YOUR GOAL
Each line containing the string "rock" should be copied out of the entries.

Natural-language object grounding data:
______

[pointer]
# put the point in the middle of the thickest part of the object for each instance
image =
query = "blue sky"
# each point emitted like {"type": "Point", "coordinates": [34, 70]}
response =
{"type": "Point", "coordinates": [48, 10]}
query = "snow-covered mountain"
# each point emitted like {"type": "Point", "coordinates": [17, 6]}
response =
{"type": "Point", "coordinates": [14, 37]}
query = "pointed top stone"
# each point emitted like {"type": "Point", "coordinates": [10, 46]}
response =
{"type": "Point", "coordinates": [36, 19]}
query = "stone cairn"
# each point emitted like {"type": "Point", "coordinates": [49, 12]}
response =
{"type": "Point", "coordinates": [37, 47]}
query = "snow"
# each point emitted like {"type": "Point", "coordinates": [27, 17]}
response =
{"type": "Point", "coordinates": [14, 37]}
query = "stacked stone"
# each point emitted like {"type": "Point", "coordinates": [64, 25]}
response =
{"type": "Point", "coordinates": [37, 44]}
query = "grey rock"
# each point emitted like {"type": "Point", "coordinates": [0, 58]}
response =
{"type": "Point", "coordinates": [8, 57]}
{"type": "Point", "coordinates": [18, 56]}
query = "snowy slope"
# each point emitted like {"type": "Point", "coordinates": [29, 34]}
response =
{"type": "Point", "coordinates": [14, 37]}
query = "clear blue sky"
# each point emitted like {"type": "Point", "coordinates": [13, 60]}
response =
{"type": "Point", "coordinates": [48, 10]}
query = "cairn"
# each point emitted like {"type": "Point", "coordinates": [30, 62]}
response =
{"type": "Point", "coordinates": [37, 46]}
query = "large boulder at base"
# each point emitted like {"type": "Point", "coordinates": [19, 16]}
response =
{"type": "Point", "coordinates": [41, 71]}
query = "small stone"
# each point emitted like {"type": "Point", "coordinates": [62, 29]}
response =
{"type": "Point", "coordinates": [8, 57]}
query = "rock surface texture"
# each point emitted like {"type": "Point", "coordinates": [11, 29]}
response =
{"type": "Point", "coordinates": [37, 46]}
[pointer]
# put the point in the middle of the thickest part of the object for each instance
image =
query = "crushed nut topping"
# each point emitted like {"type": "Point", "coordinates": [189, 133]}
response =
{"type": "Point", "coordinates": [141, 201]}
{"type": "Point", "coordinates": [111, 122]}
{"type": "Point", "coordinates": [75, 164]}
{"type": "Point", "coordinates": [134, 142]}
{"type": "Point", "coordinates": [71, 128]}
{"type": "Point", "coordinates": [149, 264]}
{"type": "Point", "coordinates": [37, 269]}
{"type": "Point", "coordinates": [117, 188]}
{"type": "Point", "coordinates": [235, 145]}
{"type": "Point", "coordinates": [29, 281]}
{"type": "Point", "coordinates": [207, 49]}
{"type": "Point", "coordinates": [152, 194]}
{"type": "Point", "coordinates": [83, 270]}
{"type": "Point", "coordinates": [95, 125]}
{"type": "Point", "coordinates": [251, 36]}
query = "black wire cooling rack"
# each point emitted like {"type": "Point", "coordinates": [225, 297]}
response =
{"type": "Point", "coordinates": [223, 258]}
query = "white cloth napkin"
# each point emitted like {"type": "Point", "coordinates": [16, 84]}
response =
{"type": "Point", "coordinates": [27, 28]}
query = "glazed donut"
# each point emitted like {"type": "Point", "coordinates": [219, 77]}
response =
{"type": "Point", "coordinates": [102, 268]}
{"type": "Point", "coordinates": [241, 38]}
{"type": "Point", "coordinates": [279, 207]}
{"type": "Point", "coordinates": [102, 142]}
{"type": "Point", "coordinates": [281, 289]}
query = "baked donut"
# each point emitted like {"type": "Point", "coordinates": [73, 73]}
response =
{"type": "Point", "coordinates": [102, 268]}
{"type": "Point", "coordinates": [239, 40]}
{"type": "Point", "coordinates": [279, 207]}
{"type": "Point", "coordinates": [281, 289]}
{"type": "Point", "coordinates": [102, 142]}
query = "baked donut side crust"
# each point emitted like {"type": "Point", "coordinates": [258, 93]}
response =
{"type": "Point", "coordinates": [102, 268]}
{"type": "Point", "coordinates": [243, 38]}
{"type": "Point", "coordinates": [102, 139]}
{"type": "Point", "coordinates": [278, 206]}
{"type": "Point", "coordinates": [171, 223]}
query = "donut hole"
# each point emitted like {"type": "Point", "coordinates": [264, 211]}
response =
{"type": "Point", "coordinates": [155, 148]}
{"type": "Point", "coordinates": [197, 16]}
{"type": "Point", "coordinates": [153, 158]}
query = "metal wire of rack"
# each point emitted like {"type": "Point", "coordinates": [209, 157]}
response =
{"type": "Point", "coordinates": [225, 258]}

______

ANSWER SPACE
query = "grey rock"
query = "rock surface texture"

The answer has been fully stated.